Ecological Farming in Africa
About 70% of Africa’s population depends on agriculture for their livelihoods; making it the backbone of most African economies. Despite this, food sovereignty remains a problem and a cause for concern.
Some have argued that agri-business and industrial agriculture is the solution to food insecurity, however, it is no longer a secret that an agri-business driven agenda is aimed at pushing industrial agriculture on Africa. Industrial agriculture presents one of the most urgent threats to the environment and food security facing the world today. It relies on inputs of fossil-fuel intensive synthetic fertilisers, pesticides and genetically engineered seeds.
These expensive inputs result in debt and economic insecurity for small holder farmers especially. This debt-driven agriculture is also a big contributor to global climate change. It destroys biodiversity, degrades soils, pollutes land, freshwater and coastlines, creating health risks from field to fork, and consolidates control over the food system amongst a handful of corporate giants.
It is against this backdrop that, Greenpeace is campaigning for the intensification of ecological farming as the solution to food insecurity and environmental protection. Ecological farming ensures healthy farming and food for today and tomorrow, by protecting soil, water and climate.
This system of farming also promotes biodiversity and most importantly, it does not contaminate the environment with chemical inputs or genetic engineering. It uses locally available resources to increase resilience to climate change and encourages food production that is healthy for people and the planet.

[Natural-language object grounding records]

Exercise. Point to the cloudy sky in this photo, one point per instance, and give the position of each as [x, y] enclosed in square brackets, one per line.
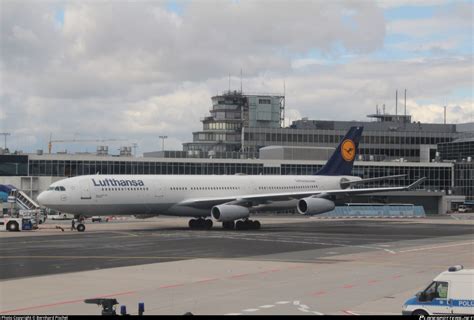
[140, 69]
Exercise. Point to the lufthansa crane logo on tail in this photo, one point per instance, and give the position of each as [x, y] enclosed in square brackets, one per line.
[348, 150]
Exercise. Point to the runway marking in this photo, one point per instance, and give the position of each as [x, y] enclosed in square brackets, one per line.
[171, 286]
[233, 314]
[350, 313]
[206, 280]
[437, 247]
[296, 303]
[240, 275]
[65, 302]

Questions on the material >>
[1] Answer these questions using the text on ecological farming in Africa.
(a) About what share of Africa's population depends on agriculture for their livelihoods?
(b) What inputs does industrial agriculture rely on, according to the text?
(c) What does ecological farming use to increase resilience to climate change?
[2] From the text on ecological farming in Africa, extract the stretch from "This system of" through "and the planet.".
[3] Continue the text on ecological farming in Africa from where it stops.

Answers by task >>
[1]
(a) About 70%.
(b) Fossil-fuel intensive synthetic fertilisers, pesticides and genetically engineered seeds.
(c) Locally available resources.

[2]
This system of farming also promotes biodiversity and most importantly, it does not contaminate the environment with chemical inputs or genetic engineering. It uses locally available resources to increase resilience to climate change and encourages food production that is healthy for people and the planet.

[3]
In the economic resilience study the interviewed farmers were making more money using ecological farming as opposed to chemical inputs.
Our goal is to mainstream ecological farming in Africa by showing its benefits: Food production using ecological farming ensures healthy farming and healthy food for today and tomorrow, by protecting soil, water and climate, promotes biodiversity, and does not contaminate the environment with chemical inputs or genetic engineering. It uses locally available resources to increase resilience to climate change and encourages food production that is healthy for people and the planet. Read more
But also exposing agribusiness’ drive to increase profits at the cost of farmers’ livelihoods and food security.
Our role will be to help up-scale and promote ecological farming solutions that are already being practiced successfully by farmers.